Written task: Pull out every line of the outline records below and reproduce each one verbatim.

--- Begin Material shown ---

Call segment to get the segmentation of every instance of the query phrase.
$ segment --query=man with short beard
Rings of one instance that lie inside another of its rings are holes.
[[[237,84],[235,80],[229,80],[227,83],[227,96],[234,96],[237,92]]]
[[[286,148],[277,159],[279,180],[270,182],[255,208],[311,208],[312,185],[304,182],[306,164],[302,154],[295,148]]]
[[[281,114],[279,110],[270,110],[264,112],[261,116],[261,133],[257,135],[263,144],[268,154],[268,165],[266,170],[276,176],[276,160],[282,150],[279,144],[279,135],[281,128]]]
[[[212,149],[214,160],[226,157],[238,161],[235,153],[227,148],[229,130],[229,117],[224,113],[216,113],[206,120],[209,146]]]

--- End Material shown ---

Reply:
Call segment to get the segmentation of every instance of the query phrase.
$ segment --query=man with short beard
Rings of one instance that lie inside another of its rings are holes.
[[[237,84],[235,80],[229,80],[227,83],[227,96],[234,96],[237,92]]]
[[[286,148],[277,159],[279,180],[270,182],[255,208],[311,208],[312,185],[304,182],[306,164],[302,154],[295,148]]]
[[[281,114],[279,110],[270,110],[264,112],[261,116],[261,133],[257,135],[263,144],[268,154],[268,165],[266,170],[276,176],[276,160],[282,150],[279,144],[279,135],[281,128]]]
[[[212,149],[214,160],[226,157],[238,161],[235,153],[227,148],[229,130],[229,117],[224,113],[216,113],[206,120],[209,146]]]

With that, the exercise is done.